- TASK INSTRUCTIONS
Could you write out every line of the material below without changing a single character?

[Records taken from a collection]
○ ○ ○ ○ ○ ○ ○

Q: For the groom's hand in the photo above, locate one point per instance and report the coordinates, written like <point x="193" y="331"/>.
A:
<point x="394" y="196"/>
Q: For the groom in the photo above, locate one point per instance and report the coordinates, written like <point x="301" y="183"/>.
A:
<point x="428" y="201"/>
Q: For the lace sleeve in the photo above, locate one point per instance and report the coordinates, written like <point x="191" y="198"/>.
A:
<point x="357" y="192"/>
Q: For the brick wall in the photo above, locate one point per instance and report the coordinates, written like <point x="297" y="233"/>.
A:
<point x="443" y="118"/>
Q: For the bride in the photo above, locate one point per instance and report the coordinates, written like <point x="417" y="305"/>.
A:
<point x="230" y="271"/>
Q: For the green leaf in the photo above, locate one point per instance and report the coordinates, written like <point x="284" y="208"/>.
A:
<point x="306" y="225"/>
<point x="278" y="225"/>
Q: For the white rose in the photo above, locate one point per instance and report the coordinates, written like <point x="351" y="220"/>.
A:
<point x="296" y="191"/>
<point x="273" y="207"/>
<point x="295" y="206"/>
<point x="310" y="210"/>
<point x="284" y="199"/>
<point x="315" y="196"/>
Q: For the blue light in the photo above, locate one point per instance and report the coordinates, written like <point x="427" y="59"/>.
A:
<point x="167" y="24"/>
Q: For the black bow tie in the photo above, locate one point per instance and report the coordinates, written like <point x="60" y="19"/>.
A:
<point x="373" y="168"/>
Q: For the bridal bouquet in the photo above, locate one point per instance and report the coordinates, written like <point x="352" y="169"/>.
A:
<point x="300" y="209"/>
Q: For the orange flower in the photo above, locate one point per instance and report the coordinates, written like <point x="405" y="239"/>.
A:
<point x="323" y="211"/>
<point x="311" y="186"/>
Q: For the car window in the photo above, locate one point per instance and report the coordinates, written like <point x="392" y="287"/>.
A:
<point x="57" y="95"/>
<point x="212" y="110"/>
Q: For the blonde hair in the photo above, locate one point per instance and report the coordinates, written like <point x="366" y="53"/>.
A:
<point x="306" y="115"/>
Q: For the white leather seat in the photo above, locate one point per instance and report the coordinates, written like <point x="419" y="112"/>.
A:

○ ○ ○ ○ ○ ○ ○

- FINISHED ANSWER
Q: For the groom's hand in the photo above, locate one point per instance and report the coordinates, written like <point x="193" y="331"/>.
A:
<point x="394" y="196"/>
Q: For the groom in the photo above, locate one point per instance and report the coordinates, written like <point x="301" y="183"/>.
A:
<point x="428" y="201"/>
Q: For the lace sleeve in the photo above, locate one point per instance and report the coordinates, written like <point x="191" y="198"/>.
A:
<point x="357" y="192"/>
Q: For the brick wall in the photo above, locate one point per instance and report the coordinates, written like <point x="297" y="233"/>.
A:
<point x="443" y="118"/>
Q: For the bride in the photo above, locate one point per instance and report the coordinates, written like <point x="417" y="305"/>.
A:
<point x="230" y="271"/>
Q: For the green leaf in the photo above, locate one point per instance and report the coordinates, written like <point x="284" y="208"/>.
A:
<point x="306" y="225"/>
<point x="278" y="225"/>
Q: For the white rose in the photo above, locate one point per instance and report the coordinates, written like <point x="351" y="220"/>.
A:
<point x="296" y="191"/>
<point x="273" y="207"/>
<point x="295" y="206"/>
<point x="310" y="210"/>
<point x="284" y="199"/>
<point x="315" y="196"/>
Q: For the blue light in the photo above, locate one point per instance and report the coordinates, written like <point x="427" y="59"/>.
A:
<point x="167" y="24"/>
Q: For the black bow tie in the photo above, locate one point per instance and report the coordinates, written like <point x="60" y="19"/>.
A:
<point x="373" y="168"/>
Q: For the bridal bouquet in the photo above, locate one point per instance and report the coordinates, written like <point x="352" y="169"/>.
A:
<point x="300" y="209"/>
Q: For the orange flower in the photo above, locate one point per instance and report the coordinates, written like <point x="405" y="239"/>.
A:
<point x="323" y="211"/>
<point x="311" y="186"/>
Q: For the car window in the photo above, locate one point per instance and report the coordinates, written like <point x="392" y="287"/>.
A:
<point x="57" y="95"/>
<point x="212" y="110"/>
Q: For the blonde hair in the photo above, locate one point per instance and report the coordinates, written like <point x="366" y="53"/>.
A:
<point x="306" y="115"/>
Q: For the white leather seat in the photo above, locate one point per instance and report the coordinates, written like <point x="419" y="112"/>.
A:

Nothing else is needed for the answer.